• PROBLEM STATEMENT: Retype the line with "For our traffic camera dashboard, pinpoint every traffic" in it, then each line after it to the end of the data, word for word.

[Images for object localization]
########################################
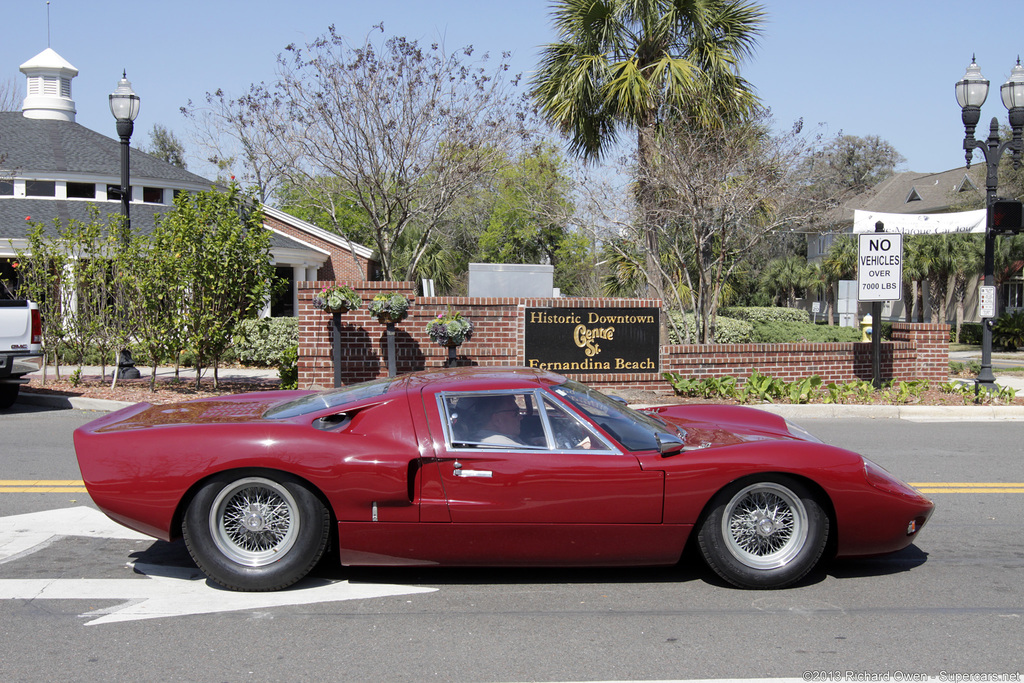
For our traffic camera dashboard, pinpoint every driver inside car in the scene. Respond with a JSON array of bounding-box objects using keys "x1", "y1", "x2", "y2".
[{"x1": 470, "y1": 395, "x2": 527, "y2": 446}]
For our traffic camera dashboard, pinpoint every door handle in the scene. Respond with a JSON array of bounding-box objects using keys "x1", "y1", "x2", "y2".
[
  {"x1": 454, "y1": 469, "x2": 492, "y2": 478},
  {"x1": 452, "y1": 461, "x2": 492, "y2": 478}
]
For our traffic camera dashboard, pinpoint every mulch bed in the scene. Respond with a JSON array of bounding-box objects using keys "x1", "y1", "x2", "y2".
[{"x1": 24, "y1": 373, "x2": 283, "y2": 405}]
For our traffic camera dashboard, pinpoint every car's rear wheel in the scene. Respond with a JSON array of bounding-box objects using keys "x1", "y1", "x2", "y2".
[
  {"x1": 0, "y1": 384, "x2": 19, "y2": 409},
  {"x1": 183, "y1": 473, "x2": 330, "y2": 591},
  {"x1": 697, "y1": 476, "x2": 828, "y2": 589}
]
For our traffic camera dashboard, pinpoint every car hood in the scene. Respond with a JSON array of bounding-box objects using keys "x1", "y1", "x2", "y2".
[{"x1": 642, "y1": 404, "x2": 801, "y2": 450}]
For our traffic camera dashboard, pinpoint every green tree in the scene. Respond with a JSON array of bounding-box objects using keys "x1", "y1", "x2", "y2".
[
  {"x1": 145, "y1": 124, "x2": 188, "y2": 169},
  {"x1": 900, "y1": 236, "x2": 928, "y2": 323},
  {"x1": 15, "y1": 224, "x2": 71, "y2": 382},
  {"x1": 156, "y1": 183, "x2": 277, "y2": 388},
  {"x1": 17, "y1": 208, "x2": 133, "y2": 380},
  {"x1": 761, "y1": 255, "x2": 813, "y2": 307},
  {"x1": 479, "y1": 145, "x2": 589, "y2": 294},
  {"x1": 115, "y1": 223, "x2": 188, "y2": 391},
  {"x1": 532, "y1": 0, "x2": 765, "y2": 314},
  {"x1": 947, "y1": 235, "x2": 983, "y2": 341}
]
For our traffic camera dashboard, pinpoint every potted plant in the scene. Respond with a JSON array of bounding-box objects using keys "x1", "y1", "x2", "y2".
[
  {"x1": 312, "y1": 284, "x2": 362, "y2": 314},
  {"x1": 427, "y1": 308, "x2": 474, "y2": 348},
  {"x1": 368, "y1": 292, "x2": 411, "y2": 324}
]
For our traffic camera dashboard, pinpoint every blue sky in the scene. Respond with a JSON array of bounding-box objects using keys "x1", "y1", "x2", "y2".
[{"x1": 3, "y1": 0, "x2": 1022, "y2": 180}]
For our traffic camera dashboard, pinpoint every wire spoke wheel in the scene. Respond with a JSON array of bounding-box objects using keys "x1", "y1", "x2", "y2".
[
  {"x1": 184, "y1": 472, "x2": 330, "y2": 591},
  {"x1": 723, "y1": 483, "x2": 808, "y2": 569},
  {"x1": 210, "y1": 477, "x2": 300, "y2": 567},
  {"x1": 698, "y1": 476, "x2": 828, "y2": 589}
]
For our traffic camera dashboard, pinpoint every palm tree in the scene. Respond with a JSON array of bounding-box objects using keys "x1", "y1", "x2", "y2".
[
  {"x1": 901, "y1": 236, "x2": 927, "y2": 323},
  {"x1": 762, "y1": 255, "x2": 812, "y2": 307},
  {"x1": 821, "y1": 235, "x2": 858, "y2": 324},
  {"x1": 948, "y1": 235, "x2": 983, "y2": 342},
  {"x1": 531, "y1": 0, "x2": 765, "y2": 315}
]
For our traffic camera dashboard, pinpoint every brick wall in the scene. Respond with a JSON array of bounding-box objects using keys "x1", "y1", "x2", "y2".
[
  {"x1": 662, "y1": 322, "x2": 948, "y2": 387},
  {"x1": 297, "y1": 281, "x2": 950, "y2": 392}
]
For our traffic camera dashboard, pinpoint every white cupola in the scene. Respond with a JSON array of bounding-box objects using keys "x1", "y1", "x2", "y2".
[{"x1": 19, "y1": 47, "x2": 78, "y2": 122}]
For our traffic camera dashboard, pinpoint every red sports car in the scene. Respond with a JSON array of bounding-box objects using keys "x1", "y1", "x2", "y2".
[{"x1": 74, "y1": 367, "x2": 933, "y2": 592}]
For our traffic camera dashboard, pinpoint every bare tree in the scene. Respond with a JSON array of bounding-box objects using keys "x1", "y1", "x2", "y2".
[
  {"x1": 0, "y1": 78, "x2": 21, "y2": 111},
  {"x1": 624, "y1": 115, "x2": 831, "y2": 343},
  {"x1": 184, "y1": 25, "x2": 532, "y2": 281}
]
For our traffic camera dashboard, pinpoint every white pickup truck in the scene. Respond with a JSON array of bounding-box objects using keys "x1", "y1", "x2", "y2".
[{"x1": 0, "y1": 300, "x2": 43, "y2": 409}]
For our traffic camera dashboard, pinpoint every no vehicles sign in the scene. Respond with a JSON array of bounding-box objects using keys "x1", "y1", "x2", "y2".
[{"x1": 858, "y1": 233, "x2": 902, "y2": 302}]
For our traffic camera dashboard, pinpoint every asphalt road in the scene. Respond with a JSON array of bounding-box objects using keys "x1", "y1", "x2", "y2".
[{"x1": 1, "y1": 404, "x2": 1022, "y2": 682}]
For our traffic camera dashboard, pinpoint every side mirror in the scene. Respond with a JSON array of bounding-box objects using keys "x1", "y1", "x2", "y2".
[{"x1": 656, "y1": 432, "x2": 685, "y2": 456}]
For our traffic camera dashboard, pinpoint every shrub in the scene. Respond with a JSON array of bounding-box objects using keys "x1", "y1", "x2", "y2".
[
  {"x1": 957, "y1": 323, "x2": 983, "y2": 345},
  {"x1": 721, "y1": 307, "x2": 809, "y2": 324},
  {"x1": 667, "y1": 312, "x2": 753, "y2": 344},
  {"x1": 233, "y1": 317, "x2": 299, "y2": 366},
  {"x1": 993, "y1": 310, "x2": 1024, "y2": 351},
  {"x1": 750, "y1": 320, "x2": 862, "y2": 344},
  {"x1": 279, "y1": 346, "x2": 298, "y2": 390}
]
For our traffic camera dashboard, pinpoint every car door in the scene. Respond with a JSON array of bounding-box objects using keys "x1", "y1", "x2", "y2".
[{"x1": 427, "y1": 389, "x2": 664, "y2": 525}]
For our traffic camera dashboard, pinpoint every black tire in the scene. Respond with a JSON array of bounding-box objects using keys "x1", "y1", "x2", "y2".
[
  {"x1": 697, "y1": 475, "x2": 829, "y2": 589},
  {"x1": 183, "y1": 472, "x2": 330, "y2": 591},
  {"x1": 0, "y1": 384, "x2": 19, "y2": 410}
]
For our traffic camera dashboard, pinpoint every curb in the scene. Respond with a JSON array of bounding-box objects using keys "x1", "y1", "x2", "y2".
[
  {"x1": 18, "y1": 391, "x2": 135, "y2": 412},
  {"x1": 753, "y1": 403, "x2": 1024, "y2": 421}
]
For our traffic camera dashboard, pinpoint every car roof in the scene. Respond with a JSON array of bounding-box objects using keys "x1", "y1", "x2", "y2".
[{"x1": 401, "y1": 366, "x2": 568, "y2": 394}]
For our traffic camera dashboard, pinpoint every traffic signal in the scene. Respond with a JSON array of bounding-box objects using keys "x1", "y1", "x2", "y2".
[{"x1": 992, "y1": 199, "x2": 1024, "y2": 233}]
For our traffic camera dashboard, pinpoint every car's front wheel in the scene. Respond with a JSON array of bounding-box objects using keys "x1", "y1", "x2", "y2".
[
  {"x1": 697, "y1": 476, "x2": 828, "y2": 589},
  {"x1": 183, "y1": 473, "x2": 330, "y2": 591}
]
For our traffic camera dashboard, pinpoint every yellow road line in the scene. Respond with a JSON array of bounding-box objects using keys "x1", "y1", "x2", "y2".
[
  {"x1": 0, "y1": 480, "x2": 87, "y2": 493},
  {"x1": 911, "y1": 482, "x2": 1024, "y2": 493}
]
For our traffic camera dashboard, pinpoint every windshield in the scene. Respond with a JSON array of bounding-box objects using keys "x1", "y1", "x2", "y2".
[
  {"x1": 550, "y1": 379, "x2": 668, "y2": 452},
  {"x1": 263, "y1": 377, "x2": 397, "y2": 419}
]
########################################
• TASK OUTPUT:
For our traffic camera dashboard, pinpoint every traffic signal in the scene. Respond with a JSON array of bounding-box objects using keys "x1", "y1", "x2", "y2".
[{"x1": 992, "y1": 199, "x2": 1024, "y2": 233}]
For our traffic camera dashboard, pinpoint every car's front wheel in the scene. Respond with a JSON array of bounding-box objects using keys "x1", "y1", "x2", "y2".
[
  {"x1": 697, "y1": 476, "x2": 828, "y2": 589},
  {"x1": 183, "y1": 473, "x2": 330, "y2": 591}
]
For our traffic camera dashboard, pinpoint every yellow road line in the scene. Respond with a JSON array of bounding-box objects using keys "x1", "y1", "x2", "y2".
[
  {"x1": 0, "y1": 480, "x2": 87, "y2": 493},
  {"x1": 911, "y1": 482, "x2": 1024, "y2": 493}
]
For our traffic camera dashboard, pinpoint every windshield in the scene. Respond with a JSON array of bounding-box objects using keys "x1", "y1", "x2", "y2".
[
  {"x1": 550, "y1": 379, "x2": 668, "y2": 452},
  {"x1": 263, "y1": 377, "x2": 397, "y2": 419}
]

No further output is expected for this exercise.